> Document segment
I get an estimate for the group*time interaction of -1.07, which means that the increase in score for a one-unit increase in time is ~1 point less in group B than group A. This estimate matches the preset differences I built into the dataset.
What I would like to know is how to do a similar thing in the afex and lsmeans packages.
library(afex)
library(lsmeans)
First I generated the afex model object
modelLM <- aov_ez(id="id", dv="score", data=df, between="group", within="time",
type=3, return="lm")
Then passed that into the lsmeans function
lsMeansLM <- lsmeans(modelLM, ~rep.meas:group)
My goal is to generate an accurate estimate of the group*time interaction in afex and lsmeans. To do so requires specifying custom contrast matrices based on the split specified in the lsmeans function above.
groupMain = list(c(-1,-1,-1,-1,1,1,1,1)) # group main effect
linTrend = list(c(-3,-1,1,3,-3,-1,1,3)) # linear trend
linXGroup = mapply("*", groupMain, linTrend) # group x linear trend interaction
Then I made a master list
contrasts <- list(groupMain=groupMain, linTrend=linTrend, linXGroup=linXGroup)

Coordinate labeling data
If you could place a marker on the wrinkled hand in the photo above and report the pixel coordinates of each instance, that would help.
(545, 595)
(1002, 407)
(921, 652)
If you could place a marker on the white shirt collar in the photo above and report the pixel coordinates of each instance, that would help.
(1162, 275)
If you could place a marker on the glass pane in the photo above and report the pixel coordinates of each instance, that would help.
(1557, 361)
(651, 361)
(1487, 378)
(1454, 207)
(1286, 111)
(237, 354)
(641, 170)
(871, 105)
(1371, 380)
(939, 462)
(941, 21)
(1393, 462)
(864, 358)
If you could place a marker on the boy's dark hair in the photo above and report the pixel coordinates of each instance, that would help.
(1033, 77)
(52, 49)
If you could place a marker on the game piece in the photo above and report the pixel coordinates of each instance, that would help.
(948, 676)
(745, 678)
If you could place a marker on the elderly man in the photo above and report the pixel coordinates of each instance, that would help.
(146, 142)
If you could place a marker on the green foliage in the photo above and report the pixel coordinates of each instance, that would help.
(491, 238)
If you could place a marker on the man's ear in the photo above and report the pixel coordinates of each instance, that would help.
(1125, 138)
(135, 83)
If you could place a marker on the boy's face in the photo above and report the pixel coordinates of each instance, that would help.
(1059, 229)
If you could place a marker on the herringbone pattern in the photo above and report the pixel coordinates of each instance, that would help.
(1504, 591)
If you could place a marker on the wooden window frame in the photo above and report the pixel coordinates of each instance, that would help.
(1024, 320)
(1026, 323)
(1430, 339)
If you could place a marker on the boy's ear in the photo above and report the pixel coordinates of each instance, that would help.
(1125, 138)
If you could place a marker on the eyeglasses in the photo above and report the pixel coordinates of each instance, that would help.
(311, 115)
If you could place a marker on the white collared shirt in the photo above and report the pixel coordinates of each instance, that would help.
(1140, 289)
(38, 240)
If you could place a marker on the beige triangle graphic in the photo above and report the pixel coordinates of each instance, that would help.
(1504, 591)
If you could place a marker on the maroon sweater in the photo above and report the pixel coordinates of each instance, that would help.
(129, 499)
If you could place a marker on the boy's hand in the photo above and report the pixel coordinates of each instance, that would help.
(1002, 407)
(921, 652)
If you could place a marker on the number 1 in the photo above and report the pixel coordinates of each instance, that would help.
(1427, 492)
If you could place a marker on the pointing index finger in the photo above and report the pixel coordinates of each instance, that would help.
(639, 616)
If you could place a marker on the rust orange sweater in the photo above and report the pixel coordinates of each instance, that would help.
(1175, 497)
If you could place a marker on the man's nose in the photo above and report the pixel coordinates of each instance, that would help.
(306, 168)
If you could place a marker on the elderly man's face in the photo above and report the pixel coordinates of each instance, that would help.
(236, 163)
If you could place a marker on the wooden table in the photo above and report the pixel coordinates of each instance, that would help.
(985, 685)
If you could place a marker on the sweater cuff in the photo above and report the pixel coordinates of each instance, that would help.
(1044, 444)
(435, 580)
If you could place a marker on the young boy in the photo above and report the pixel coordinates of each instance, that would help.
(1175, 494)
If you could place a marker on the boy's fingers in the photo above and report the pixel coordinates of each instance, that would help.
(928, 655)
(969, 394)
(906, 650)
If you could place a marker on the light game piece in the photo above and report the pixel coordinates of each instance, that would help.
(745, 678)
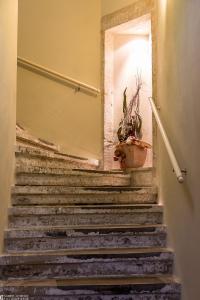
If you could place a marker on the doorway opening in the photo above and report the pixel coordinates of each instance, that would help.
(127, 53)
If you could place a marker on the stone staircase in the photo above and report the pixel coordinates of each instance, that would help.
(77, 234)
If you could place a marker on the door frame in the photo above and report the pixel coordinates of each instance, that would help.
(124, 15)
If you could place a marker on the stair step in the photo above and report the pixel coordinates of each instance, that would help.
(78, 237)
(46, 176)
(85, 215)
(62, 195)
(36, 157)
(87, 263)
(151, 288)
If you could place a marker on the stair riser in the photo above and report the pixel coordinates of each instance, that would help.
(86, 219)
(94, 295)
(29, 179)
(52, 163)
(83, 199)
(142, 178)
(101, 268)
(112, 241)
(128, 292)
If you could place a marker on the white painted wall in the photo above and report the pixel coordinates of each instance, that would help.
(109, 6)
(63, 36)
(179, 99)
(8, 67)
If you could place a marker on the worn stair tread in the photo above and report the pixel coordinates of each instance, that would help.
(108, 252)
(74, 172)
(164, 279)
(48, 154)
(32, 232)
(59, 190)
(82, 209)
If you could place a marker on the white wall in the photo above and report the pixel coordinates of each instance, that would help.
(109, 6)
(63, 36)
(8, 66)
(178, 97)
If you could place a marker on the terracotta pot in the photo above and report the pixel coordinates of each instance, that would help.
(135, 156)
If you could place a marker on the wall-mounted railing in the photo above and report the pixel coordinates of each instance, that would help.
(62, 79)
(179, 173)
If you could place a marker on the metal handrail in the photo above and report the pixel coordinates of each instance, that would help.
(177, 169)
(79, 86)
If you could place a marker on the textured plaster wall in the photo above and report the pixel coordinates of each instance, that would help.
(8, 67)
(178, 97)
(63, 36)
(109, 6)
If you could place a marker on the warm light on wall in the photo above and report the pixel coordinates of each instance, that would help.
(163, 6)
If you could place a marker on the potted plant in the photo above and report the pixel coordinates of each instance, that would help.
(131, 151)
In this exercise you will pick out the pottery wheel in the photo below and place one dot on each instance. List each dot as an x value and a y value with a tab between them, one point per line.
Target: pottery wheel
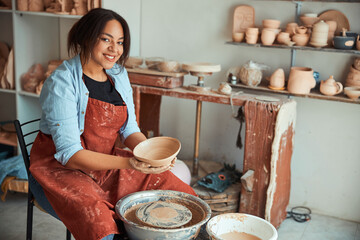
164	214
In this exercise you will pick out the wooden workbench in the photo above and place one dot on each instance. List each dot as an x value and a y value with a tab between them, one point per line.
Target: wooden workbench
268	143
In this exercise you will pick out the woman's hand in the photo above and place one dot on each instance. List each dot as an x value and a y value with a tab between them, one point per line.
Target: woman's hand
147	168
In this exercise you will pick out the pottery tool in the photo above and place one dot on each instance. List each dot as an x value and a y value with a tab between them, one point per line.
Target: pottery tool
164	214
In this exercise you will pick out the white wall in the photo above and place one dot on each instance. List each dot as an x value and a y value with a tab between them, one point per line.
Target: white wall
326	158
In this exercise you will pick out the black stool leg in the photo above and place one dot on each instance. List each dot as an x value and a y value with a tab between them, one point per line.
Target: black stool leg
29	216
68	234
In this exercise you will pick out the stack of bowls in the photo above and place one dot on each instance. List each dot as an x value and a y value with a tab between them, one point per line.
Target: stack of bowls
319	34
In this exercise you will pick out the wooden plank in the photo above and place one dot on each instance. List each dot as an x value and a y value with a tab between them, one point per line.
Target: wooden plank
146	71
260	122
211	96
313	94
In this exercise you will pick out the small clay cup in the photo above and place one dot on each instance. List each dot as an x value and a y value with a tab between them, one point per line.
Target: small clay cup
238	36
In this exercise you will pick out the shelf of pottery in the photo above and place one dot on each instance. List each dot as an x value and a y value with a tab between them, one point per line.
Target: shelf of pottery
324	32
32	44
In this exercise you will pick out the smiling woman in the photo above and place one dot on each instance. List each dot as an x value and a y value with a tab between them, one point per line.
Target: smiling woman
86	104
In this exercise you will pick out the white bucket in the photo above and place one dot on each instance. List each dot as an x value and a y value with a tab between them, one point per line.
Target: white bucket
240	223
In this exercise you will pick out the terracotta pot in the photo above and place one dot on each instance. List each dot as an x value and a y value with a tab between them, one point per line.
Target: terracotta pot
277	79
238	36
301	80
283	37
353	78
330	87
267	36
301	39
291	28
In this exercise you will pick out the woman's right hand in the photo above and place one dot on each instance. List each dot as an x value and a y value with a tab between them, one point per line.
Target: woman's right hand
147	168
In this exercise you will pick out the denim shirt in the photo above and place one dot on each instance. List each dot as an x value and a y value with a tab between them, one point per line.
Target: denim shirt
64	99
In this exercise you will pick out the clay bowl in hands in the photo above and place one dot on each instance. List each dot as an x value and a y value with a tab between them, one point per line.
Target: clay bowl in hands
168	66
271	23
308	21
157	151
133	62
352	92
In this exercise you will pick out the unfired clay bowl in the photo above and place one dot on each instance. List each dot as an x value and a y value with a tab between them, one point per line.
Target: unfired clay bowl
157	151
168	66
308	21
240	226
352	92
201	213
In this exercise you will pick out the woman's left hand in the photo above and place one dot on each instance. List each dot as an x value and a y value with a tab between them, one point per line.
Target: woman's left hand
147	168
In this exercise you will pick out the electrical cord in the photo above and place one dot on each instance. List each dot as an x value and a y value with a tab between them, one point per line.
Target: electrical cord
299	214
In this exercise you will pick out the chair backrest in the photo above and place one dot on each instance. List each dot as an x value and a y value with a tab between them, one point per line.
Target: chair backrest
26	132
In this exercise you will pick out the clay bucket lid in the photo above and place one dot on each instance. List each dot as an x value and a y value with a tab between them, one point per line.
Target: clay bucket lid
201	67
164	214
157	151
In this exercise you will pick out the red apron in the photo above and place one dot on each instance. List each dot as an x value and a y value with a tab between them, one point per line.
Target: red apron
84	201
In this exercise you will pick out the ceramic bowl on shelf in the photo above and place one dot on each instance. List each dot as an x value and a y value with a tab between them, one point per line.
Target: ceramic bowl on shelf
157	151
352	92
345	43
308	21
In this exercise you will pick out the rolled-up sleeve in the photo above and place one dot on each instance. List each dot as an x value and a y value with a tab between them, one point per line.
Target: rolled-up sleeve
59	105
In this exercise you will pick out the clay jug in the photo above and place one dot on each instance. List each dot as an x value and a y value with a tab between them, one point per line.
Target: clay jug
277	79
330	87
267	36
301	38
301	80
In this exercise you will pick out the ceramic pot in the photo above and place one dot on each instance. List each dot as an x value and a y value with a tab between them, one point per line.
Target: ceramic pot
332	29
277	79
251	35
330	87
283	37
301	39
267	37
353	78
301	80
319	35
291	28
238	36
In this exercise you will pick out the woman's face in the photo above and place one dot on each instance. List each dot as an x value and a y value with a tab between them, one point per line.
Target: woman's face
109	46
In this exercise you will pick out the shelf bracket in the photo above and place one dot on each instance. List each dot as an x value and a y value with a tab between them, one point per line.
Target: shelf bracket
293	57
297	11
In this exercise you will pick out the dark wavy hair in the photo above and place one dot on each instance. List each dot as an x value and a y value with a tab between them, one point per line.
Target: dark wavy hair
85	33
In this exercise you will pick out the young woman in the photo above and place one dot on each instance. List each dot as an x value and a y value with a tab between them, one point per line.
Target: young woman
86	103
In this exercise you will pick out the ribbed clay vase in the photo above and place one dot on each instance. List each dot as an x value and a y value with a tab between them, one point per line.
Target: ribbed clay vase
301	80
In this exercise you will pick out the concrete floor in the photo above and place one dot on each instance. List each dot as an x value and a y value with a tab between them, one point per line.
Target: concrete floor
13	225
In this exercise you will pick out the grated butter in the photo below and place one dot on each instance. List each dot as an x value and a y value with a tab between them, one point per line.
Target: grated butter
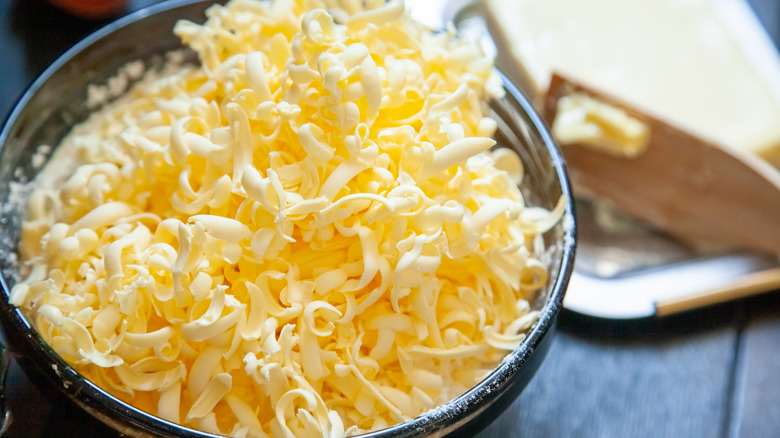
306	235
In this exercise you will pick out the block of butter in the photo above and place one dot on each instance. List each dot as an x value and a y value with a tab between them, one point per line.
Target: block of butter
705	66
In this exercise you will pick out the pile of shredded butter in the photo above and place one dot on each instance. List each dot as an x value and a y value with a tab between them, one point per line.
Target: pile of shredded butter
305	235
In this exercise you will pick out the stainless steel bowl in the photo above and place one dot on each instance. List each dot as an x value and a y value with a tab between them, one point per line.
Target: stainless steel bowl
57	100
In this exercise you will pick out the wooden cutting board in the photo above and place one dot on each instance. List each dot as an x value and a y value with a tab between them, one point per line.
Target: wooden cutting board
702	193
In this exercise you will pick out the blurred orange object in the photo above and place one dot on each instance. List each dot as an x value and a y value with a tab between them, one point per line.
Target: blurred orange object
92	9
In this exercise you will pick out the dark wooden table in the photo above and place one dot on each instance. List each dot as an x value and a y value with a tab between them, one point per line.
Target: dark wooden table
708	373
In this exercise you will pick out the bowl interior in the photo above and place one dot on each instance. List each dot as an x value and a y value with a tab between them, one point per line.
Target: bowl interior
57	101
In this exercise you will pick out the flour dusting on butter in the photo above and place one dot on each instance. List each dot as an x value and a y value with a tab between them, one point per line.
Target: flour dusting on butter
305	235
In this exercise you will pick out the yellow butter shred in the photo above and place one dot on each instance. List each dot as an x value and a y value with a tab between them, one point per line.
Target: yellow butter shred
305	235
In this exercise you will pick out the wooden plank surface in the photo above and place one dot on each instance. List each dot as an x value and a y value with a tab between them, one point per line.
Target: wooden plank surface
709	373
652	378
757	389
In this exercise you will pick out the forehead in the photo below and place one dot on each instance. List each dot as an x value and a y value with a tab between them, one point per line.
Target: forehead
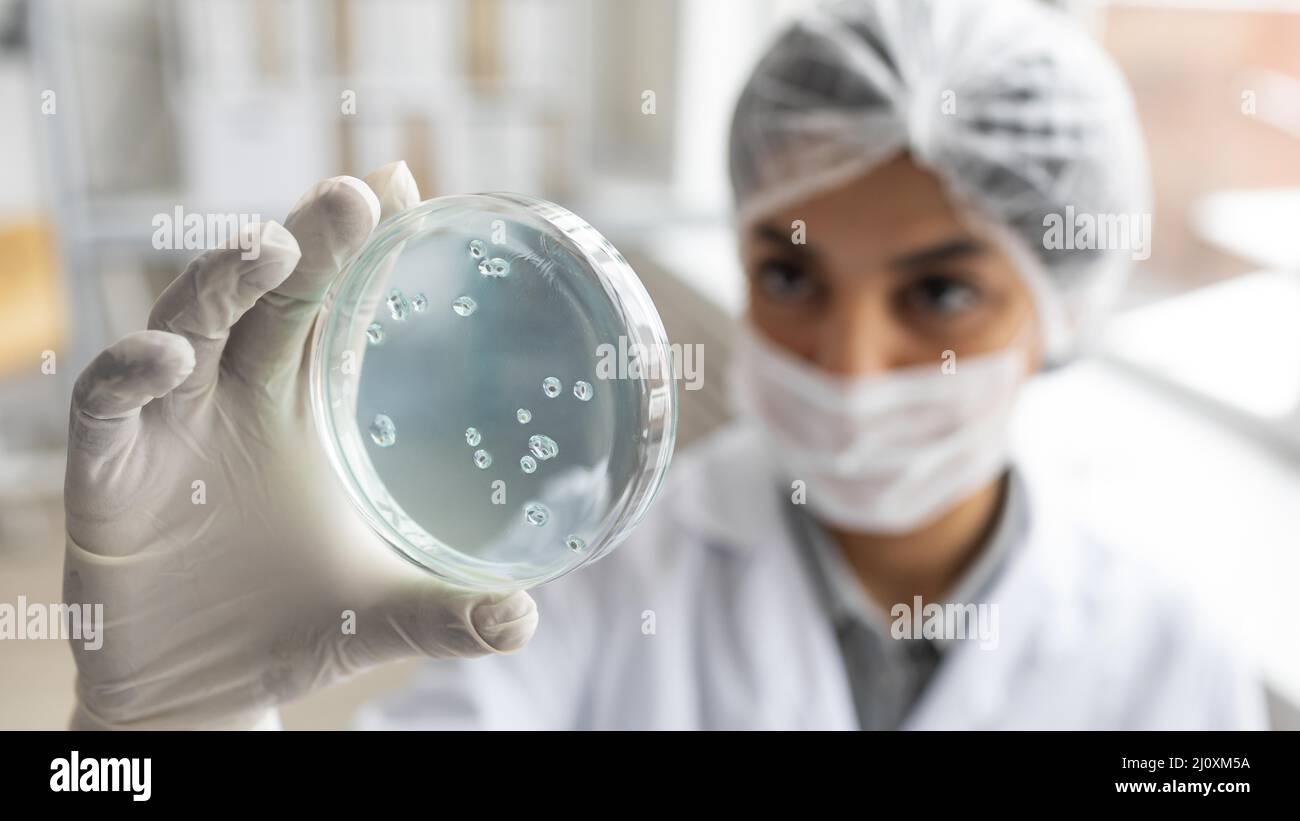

> Task requirements
- a) Retype everything from "First I generated" down to "lsmeans function above." in the afex and lsmeans post.
- b) Swap "wrinkled hand" for "weathered hand" in the listing, covering everything from its start down to the line containing "(1162, 275)", and give only those lines with nothing else changed.

> Correct answers
- a)
First I generated the afex model object
modelLM <- aov_ez(id="id", dv="score", data=df, between="group", within="time",
type=3, return="lm")
Then passed that into the lsmeans function
lsMeansLM <- lsmeans(modelLM, ~rep.meas:group)
My goal is to generate an accurate estimate of the group*time interaction in afex and lsmeans. To do so requires specifying custom contrast matrices based on the split specified in the lsmeans function above.

- b)
If you could place a marker on the weathered hand in the photo above and report the pixel coordinates of each instance, that would help.
(545, 595)
(1002, 407)
(921, 652)
If you could place a marker on the white shirt collar in the photo above and report the pixel coordinates of each instance, that would help.
(1162, 275)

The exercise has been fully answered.